Segment Start: DATASET CONTENT

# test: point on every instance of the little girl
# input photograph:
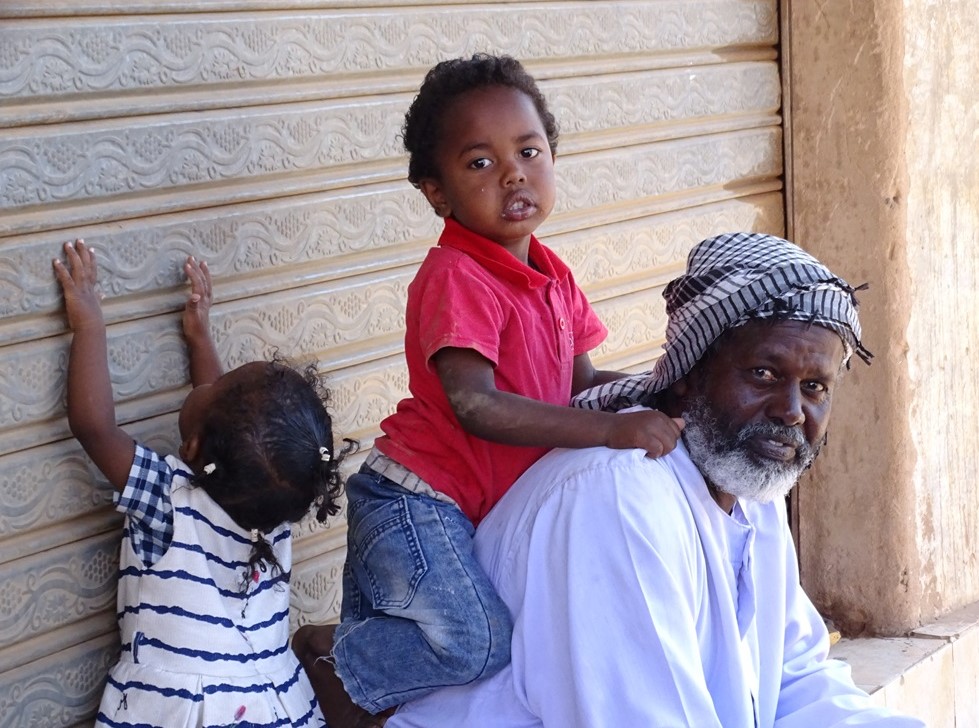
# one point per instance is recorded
(497, 341)
(206, 555)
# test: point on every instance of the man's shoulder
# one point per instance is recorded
(602, 482)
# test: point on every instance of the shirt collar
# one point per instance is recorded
(494, 257)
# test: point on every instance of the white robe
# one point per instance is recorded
(638, 602)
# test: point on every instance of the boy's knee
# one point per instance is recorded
(310, 642)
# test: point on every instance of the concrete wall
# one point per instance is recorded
(883, 185)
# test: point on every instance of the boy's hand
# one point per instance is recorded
(78, 280)
(650, 430)
(196, 317)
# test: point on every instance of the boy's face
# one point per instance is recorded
(496, 170)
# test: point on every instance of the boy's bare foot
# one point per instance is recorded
(314, 641)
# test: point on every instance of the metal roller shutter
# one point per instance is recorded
(264, 138)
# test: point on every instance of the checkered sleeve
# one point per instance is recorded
(146, 502)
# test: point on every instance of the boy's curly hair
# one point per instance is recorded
(443, 84)
(271, 443)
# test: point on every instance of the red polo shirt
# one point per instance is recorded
(471, 293)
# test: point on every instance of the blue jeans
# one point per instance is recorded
(418, 612)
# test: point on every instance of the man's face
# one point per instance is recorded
(757, 409)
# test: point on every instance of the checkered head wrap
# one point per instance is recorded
(731, 279)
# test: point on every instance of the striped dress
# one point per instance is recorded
(197, 649)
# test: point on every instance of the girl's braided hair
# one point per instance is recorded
(270, 443)
(447, 81)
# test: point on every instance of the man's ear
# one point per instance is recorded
(190, 449)
(433, 193)
(680, 387)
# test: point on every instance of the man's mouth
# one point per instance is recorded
(774, 448)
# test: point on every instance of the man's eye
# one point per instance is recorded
(764, 374)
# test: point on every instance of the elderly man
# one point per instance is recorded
(666, 592)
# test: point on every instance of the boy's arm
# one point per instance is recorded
(91, 409)
(486, 412)
(585, 375)
(205, 365)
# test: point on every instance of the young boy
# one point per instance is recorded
(497, 342)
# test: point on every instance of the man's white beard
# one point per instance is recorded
(730, 467)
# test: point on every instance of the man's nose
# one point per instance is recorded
(785, 406)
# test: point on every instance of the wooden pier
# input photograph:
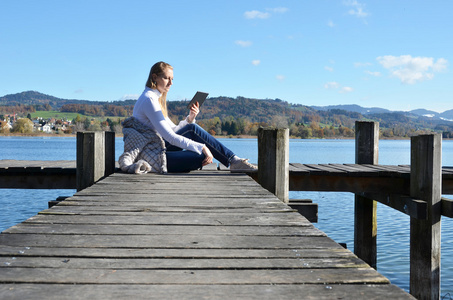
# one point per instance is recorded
(206, 234)
(220, 231)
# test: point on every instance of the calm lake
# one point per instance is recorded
(335, 210)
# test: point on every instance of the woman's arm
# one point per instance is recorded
(163, 126)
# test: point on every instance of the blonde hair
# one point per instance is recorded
(158, 68)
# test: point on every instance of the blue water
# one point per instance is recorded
(335, 210)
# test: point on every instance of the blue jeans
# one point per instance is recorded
(179, 160)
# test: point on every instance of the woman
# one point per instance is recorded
(188, 146)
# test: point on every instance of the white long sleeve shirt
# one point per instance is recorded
(148, 111)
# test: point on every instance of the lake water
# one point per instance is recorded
(335, 210)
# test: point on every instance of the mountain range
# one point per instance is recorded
(446, 115)
(264, 111)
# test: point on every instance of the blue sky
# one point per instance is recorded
(390, 54)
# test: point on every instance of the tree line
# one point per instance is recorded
(238, 116)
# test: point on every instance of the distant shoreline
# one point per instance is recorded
(220, 136)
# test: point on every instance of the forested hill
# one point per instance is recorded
(244, 114)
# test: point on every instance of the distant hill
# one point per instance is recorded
(37, 98)
(354, 108)
(259, 111)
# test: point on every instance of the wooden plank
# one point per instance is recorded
(171, 241)
(187, 276)
(425, 235)
(365, 218)
(447, 207)
(88, 229)
(413, 207)
(158, 253)
(180, 263)
(140, 291)
(269, 219)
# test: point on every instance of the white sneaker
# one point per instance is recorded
(242, 165)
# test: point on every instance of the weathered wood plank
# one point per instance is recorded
(119, 276)
(225, 219)
(180, 263)
(170, 241)
(153, 253)
(307, 230)
(137, 291)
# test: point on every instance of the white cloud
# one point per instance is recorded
(278, 10)
(359, 64)
(410, 69)
(332, 85)
(376, 74)
(255, 14)
(243, 43)
(129, 97)
(346, 89)
(358, 9)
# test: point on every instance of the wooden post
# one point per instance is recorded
(365, 219)
(273, 161)
(92, 158)
(426, 184)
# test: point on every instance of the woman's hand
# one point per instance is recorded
(209, 156)
(194, 110)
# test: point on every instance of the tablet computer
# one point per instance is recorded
(199, 97)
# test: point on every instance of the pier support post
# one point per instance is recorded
(273, 161)
(425, 235)
(365, 219)
(95, 157)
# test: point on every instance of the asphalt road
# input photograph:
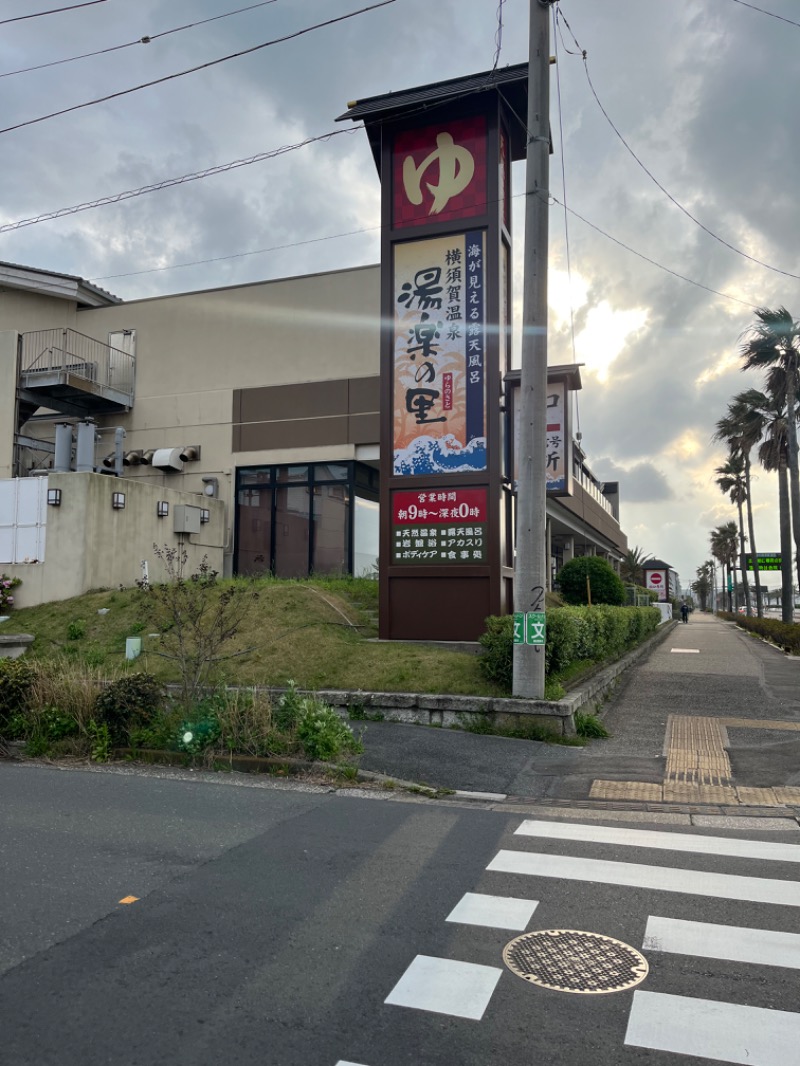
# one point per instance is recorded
(310, 929)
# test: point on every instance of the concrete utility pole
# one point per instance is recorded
(530, 572)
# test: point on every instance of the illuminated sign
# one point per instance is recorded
(443, 526)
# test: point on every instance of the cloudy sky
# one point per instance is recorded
(704, 92)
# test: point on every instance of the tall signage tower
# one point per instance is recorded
(444, 154)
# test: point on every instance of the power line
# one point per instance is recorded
(563, 186)
(238, 255)
(668, 194)
(765, 12)
(53, 11)
(169, 182)
(351, 232)
(653, 262)
(202, 66)
(140, 41)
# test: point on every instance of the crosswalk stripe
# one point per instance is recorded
(494, 911)
(707, 1029)
(446, 986)
(732, 942)
(635, 875)
(661, 841)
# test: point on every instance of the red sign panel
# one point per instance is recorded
(440, 526)
(440, 173)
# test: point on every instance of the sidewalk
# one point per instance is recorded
(709, 716)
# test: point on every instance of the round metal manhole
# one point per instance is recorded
(569, 960)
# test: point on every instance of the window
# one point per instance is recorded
(314, 518)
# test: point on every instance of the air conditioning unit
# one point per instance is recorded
(187, 518)
(168, 458)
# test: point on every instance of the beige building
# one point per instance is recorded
(257, 403)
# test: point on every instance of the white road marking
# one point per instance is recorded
(661, 840)
(445, 986)
(733, 942)
(494, 911)
(725, 1032)
(664, 878)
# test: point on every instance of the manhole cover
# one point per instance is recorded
(569, 960)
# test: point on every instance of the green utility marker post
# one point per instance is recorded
(534, 628)
(530, 628)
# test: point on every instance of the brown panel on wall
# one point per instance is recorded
(309, 400)
(440, 609)
(299, 433)
(365, 396)
(364, 429)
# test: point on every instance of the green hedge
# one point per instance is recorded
(784, 634)
(574, 633)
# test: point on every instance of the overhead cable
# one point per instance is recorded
(765, 12)
(238, 255)
(653, 262)
(202, 66)
(52, 11)
(667, 193)
(146, 39)
(169, 182)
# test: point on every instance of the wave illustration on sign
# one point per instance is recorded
(445, 455)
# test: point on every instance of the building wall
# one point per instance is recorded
(26, 311)
(9, 346)
(584, 506)
(195, 350)
(90, 545)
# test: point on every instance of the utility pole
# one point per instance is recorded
(530, 569)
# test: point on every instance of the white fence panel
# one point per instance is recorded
(22, 519)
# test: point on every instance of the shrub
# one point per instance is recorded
(129, 703)
(784, 634)
(16, 678)
(6, 591)
(605, 583)
(497, 661)
(574, 633)
(323, 735)
(196, 615)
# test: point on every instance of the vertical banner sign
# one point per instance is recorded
(440, 526)
(656, 580)
(556, 448)
(440, 355)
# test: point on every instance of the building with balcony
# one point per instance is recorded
(261, 398)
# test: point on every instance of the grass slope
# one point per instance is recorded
(319, 632)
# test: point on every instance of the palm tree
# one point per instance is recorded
(767, 419)
(741, 430)
(724, 547)
(630, 568)
(773, 343)
(731, 480)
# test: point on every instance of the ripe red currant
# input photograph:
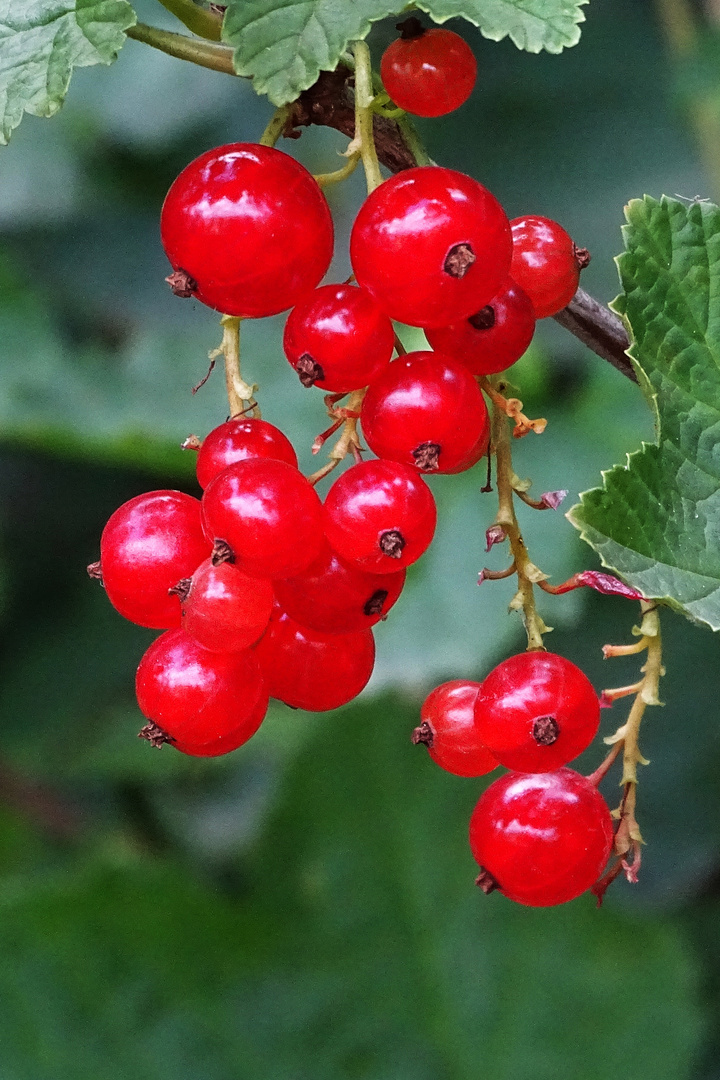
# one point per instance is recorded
(494, 337)
(447, 728)
(246, 229)
(428, 72)
(380, 515)
(334, 597)
(428, 412)
(238, 440)
(431, 245)
(223, 609)
(541, 838)
(148, 544)
(546, 264)
(195, 697)
(309, 670)
(338, 338)
(535, 712)
(267, 515)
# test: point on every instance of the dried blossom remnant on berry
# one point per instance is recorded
(459, 260)
(309, 370)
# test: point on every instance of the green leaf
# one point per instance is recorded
(656, 520)
(41, 41)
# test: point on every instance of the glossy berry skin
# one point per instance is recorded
(447, 728)
(250, 228)
(541, 838)
(268, 514)
(309, 670)
(238, 440)
(492, 338)
(431, 245)
(431, 73)
(380, 516)
(334, 597)
(147, 545)
(544, 264)
(428, 412)
(223, 609)
(197, 697)
(338, 339)
(535, 712)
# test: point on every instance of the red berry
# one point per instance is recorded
(447, 728)
(494, 337)
(535, 712)
(195, 697)
(268, 515)
(380, 515)
(246, 229)
(545, 264)
(428, 72)
(541, 838)
(334, 597)
(148, 544)
(431, 245)
(238, 440)
(428, 412)
(309, 670)
(338, 339)
(223, 609)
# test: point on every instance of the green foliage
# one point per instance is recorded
(41, 41)
(656, 521)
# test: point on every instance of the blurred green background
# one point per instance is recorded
(304, 909)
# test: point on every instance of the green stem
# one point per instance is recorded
(205, 24)
(203, 53)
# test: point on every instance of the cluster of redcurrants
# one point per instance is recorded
(541, 834)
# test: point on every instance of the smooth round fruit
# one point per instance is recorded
(492, 338)
(428, 72)
(338, 339)
(428, 412)
(239, 440)
(447, 728)
(546, 264)
(195, 697)
(222, 608)
(541, 838)
(535, 712)
(309, 670)
(334, 597)
(431, 245)
(267, 514)
(246, 229)
(380, 516)
(148, 544)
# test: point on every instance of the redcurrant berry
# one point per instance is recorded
(541, 838)
(246, 229)
(494, 337)
(338, 338)
(447, 728)
(546, 264)
(223, 609)
(238, 440)
(267, 515)
(195, 697)
(309, 670)
(380, 515)
(535, 712)
(425, 410)
(431, 245)
(428, 72)
(148, 544)
(334, 597)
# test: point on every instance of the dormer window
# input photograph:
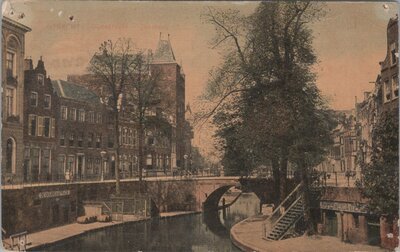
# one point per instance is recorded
(40, 79)
(395, 86)
(47, 101)
(387, 91)
(33, 99)
(393, 58)
(10, 59)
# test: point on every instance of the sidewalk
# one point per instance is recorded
(39, 239)
(247, 235)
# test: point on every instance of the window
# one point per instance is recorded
(64, 113)
(46, 126)
(89, 165)
(10, 101)
(62, 138)
(124, 131)
(395, 86)
(81, 115)
(387, 91)
(40, 126)
(33, 99)
(90, 140)
(99, 118)
(356, 220)
(71, 139)
(70, 163)
(10, 155)
(32, 125)
(35, 169)
(53, 127)
(80, 139)
(46, 160)
(97, 168)
(61, 163)
(130, 137)
(393, 53)
(47, 101)
(98, 140)
(10, 64)
(110, 139)
(41, 79)
(72, 114)
(90, 116)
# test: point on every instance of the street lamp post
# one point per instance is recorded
(103, 156)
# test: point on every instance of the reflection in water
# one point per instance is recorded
(197, 232)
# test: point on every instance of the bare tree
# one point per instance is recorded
(268, 58)
(143, 92)
(111, 66)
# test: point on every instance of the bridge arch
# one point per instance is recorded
(212, 201)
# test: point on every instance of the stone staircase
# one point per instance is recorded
(285, 216)
(291, 210)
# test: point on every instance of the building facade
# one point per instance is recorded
(13, 53)
(85, 143)
(388, 82)
(172, 86)
(40, 110)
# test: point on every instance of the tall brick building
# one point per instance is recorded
(173, 85)
(13, 53)
(40, 110)
(388, 80)
(82, 134)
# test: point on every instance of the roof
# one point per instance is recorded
(70, 90)
(16, 24)
(164, 52)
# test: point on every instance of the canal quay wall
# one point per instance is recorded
(40, 207)
(344, 219)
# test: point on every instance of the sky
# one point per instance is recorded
(349, 41)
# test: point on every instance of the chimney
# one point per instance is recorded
(28, 65)
(366, 95)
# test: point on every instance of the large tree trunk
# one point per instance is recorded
(283, 175)
(308, 219)
(276, 176)
(141, 151)
(117, 150)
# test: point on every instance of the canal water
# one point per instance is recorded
(197, 232)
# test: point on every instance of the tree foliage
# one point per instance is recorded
(381, 176)
(127, 85)
(267, 105)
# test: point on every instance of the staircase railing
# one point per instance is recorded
(284, 207)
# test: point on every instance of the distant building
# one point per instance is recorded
(172, 84)
(40, 110)
(12, 107)
(82, 134)
(388, 83)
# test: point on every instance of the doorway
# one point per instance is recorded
(56, 214)
(331, 223)
(80, 166)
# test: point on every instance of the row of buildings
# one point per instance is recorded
(344, 211)
(60, 129)
(353, 135)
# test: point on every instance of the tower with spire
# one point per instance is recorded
(172, 88)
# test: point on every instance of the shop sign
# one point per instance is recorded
(344, 206)
(53, 194)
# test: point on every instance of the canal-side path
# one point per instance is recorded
(247, 235)
(40, 239)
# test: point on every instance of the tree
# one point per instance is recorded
(380, 182)
(278, 111)
(127, 84)
(111, 66)
(144, 94)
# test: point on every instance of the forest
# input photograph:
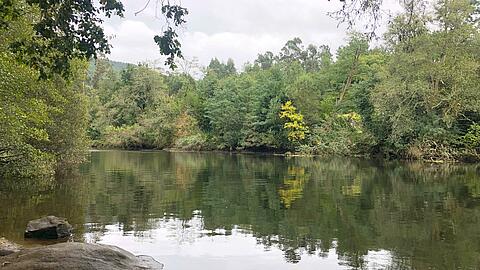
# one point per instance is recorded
(415, 96)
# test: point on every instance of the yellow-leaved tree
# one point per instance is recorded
(297, 129)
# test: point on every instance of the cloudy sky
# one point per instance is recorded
(237, 29)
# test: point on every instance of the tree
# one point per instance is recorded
(294, 122)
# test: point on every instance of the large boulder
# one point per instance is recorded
(49, 227)
(7, 247)
(78, 256)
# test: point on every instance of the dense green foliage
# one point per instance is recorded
(42, 120)
(415, 97)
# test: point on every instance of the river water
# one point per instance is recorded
(225, 211)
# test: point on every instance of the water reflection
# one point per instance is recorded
(244, 212)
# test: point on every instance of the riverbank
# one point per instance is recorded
(74, 255)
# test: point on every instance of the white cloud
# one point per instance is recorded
(227, 28)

Segment End: DATASET CONTENT

> _WHAT THIS TASK INVOLVES_:
In the records above, find each line with the word "pier" and copy it out.

> _ANSWER SPACE_:
# test: point on every instance of the wooden pier
# test: point on every instance of the pier support post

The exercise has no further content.